### PROBLEM A
From the Test Learners page, retype everything from "The widget supports" down to "overly optimistic results.".
### PROBLEM B
Using the Test Learners page, answer these questions:
(i) Which version of Orange is this documentation for?
(ii) Into how many folds does cross-validation usually split the data?
(iii) What example proportion is given for splitting the data in random sampling?

This is documentation for Orange 2.7. For the latest documentation, see Orange 3.

Test Learners

Tests learning algorithms on data.


  • Data (ExampleTable)

    Data for training and, unless separate test data set is used, testing

  • Separate Test Data (ExampleTable)

    Separa data for testing

  • Learner (orange.Learner)

    One or more learning algorithms

  • Evaluation results (orngTest.ExperimentResults)

    Results of testing the algorithms


The widget tests learning algorithms on data. Different sampling schemes are available, including using a separate test data. The widget does two things. First, it shows a table with different performance measures of the classifiers, such as classification accuracy and area under ROC. Second, it outputs a signal with data which can be used by other widgets for analyzing the performance of classifiers, such as ROC Analysis or Confusion Matrix.

The signal Learner has a not very common property that it can be connected to more than one widget, which provide multiple learners to be tested with the same procedures. If the results of evaluation or fed into further widgets, such as the one for ROC analysis, the learning algorithms are analyzed together.


The widget supports various sampling methods. Cross-validation splits the data into the given number of folds (usually 5 or 10). The algorithm is tested by holding out the examples from one fold at a time; the model is induced from the other folds and the examples from the held out fold are classified. Leave-one-out is similar, but it holds out one example at a time, inducing the model from all others and then classifying the held out. This method is obviously very stable and reliable ... and very slow. Random sampling randomly splits the data onto the training and testing set in the given proportion (e.g. 70:30); the whole procedure is t repeated for the specified number of times. Test on train data uses the whole data set for training and then for testing. This method practically always gives overly optimistic results.

The above methods use the data from signal Data only. To give another data set with testing examples (for instance from another file or some data selected in another widget), we put it on the input signal Separate Test Data and select Test on test data.

Any changes in the above settings are applied immediately if Applied on any change is checked. If not, the user will have to press Apply to apply any changes.

The widget can compute a number of performance statistics.

  • Classification accuracy is the proportion of correctly classified examples
  • Sensitivity (also called true positive rate (TPR), hit rate and recall) is the number of detected positive examples among all positive examples, e.g. the proportion of sick people correctly diagnosed as sick
  • Specificity is the proportion of detected negative examples among all negative examples, e.g. the proportion of healthy correctly recognized as healthy
  • Area under ROC is the area under receiver-operating curve
  • Information score is the average amount of information per classified instance, as defined by Kononenko and Bratko
  • F-measure is a weighted harmonic mean of precision and recall (see below), 2*precision*recall/(precision+recall)

### DATA SEGMENT

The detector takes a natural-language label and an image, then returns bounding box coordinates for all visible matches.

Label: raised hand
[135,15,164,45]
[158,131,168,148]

### WRITTEN REPLY A
The widget supports various sampling methods. Cross-validation splits the data into the given number of folds (usually 5 or 10). The algorithm is tested by holding out the examples from one fold at a time; the model is induced from the other folds and the examples from the held out fold are classified. Leave-one-out is similar, but it holds out one example at a time, inducing the model from all others and then classifying the held out. This method is obviously very stable and reliable ... and very slow. Random sampling randomly splits the data onto the training and testing set in the given proportion (e.g. 70:30); the whole procedure is t repeated for the specified number of times. Test on train data uses the whole data set for training and then for testing. This method practically always gives overly optimistic results.

### WRITTEN REPLY B
(i) Orange 2.7
(ii) Usually 5 or 10
(iii) 70:30